**TEXTE À LIRE:**
============

Par dernières conclusions adressées par voie électronique le 30 septembre 2019, auxquelles il est renvoyé pour plus ample exposé de ses moyens conformément aux dispositions de l'article 455 du code de procédure civile, M. [L] conclut à l'infirmation en toutes ses dispositions du jugement entrepris et demande à la cour d'appel, statuant de nouveau, de :

à titre principal,

- requalifier la relation de travail le liant à la société OTIS en CDI,

- condamner en conséquence in solidum les sociétés OTIS et Manpower France à lui payer les sommes suivantes :

. indemnité pour licenciement sans cause réelle et sérieuse (8 mois) : 19 010,64 euros,

. indemnité légale de licenciement : 4 752,66 euros,

. indemnité de requalification : 2 376,33 euros,

. indemnisation pour exécution déloyale du contrat de travail : 10 000 euros,

. dommages-intérêts au titre du préjudice correspondant à la perte de chance de bénéficier des mesures prévues au PSE : 20 000 euros,

. maintien du salaire durant les périodes d'inter-contrat : 41 371,49 euros,

. indemnités de congés payés sur rappel de salaire : 4 137,14 euros,

. indemnité de préavis (2 mois) : 4 752,66 euros,

. indemnité de congés payés sur préavis : 475,26 euros,

. rappel de prime d'intéressement : 15 779,79 euros,

. rappel de salaire pour travail le dimanche : 1 294,72 euros et 129,47 euros au titre des congés payés,

. indemnités de congés payés sur rappel de salaire : 500 euros,

. remise des bulletins de paie, d'un certificat de travail et d'une attestation destinée à Pôle emploi conformes à la décision à intervenir sous astreinte de 100 euros par jour de retard et par document à compter de la notification de l'arrêt à intervenir, la cour se réservant le pouvoir de liquider ladite astreinte,

à titre subsidiaire,

- requalifier sa relation de travail avec la société Manpower France en CDI du fait de l'absence de contrats de mission écrits,

- en conséquence, condamner la société Manpower France à lui payer les sommes suivantes :

. indemnité pour licenciement sans cause réelle et sérieuse (8 mois) : 19 010,64 euros,

. indemnité légale de licenciement : 4 752,66 euros,

. indemnité de requalification : 2 376,33 euros,

. indemnisation pour exécution déloyale du contrat de travail : 10 000 euros,

. maintien du salaire durant les périodes d'inter-contrat : 41 371,49 euros,

. indemnité de congés payés sur rappel de salaires : 4 137,14 euros,

. indemnité de préavis (2 mois) : 4 752,66 euros,

. indemnité de congés payés sur préavis : 475,26 euros.

============

**CONSIGNE 1:**
Recopiez les lignes ci-dessous en remplaçant « windshield wiper » par « rear window », sans rien modifier d'autre.
**CONSIGNE 2:**
Poursuivez le texte sur les conclusions d'appel de M. [L] à partir de sa dernière phrase.

============

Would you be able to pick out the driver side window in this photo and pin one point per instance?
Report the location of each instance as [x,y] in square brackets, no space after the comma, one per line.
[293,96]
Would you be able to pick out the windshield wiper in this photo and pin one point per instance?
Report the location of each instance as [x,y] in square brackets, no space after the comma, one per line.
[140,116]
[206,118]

============

**RÉSULTAT FINAL 1:**
Would you be able to pick out the driver side window in this photo and pin one point per instance?
Report the location of each instance as [x,y] in square brackets, no space after the comma, one per line.
[293,96]
Would you be able to pick out the rear window in this photo and pin one point per instance?
Report the location of each instance as [x,y] in square brackets, no space after the comma, one per line.
[140,116]
[206,118]

**RÉSULTAT FINAL 2:**
L'appelant sollicite en outre à l'égard de la société Manpower France les intérêts de retard au taux légal à compter du 21 mars 2019, leur capitalisation, la remise des bulletins de paie, d'un certificat de travail et d'une attestation destinée à Pôle emploi conformes sous astreinte de 100 euros par jour de retard et par document à compter de la notification de l'arrêt à intervenir, la cour se réservant le pouvoir de liquider ladite astreinte et une somme de 4 000 euros en application des dispositions de l'article 700 du code de procédure civile.

Prétentions de la société OTIS, intimée

Par conclusions adressées par voie électronique le 03 juin 2020, auxquelles il est renvoyé pour plus ample exposé de ses moyens conformément aux dispositions de l'article 455 du code de procédure civile, la société OTIS demande à la cour d'appel de :

- confirmer le jugement entrepris,

- dire et juger qu'il n'y a pas lieu de procéder à la requalification des missions de travail temporaire de M. [L] à son égard,

- débouter en conséquence M. [L] de l'ensemble de ses demandes,

- condamner M. [L] à la somme de 4 000 euros en application des dispositions de l'article 700 du code de procédure civile,

- condamner M. [L] aux entiers dépens de l'instance.

Prétentions de la société Manpower France, intimée

Par conclusions adressées par voie électronique le 9 juillet 2020, auxquelles il est renvoyé pour plus ample exposé de ses moyens conformément aux dispositions de l'article 455 du code de procédure civile, la société Manpower France demande à la cour d'appel de :

- confirmer le jugement entrepris en ce qu'il a débouté M. [L] de l'ensemble de ses demandes dirigées à son encontre,

- condamner M. [L] à lui verser la somme de 2 000 euros au titre de l'article 700 du code de procédure civile,

- réformer le jugement en ce qu'il a fixé le salaire de M. [L] à la somme de 2 376,33 euros,

en tout état de cause,

- dire et juger que l'entreprise de travail temporaire n'est pas visée par les dispositions des articles L. 1251-40 et L. 1251-41 du code du travail relatifs à la requalification,

- dire et juger qu'aucune disposition légale ne prévoit la requalification du contrat de travail temporaire à l'encontre de l'entreprise de travail temporaire,

- dire et juger que la seule sanction applicable à l'entreprise de travail temporaire est prévue par l'article L. 1251-40 du code du travail, relative à la violation démontrée, du défaut de transmission des contrats dans les délais et qui ne peut être supérieure à un mois de salaire brut du salarié,

- dire et juger que la législation spécifique au travail temporaire ne prévoit pas la requalification du contrat de travail temporaire en cas de manquement aux dispositions des articles L. 1251-5 et L. 1251-6 du code du travail,

- dire et juger que M. [L] ne rapporte pas la preuve des préjudices qu'il revendique et qu'il ne verse aucun élément de preuve relatif au préjudice qu'il prétend avoir subi,

- dire et juger qu'elle n'a commis aucun manquement à ses obligations légales,

- débouter M. [L] de l'intégralité de ses demandes, fins et conclusions relatives tant à la requalification de contrat de travail temporaire en CDI qu'aux conséquences financières qui en découlent.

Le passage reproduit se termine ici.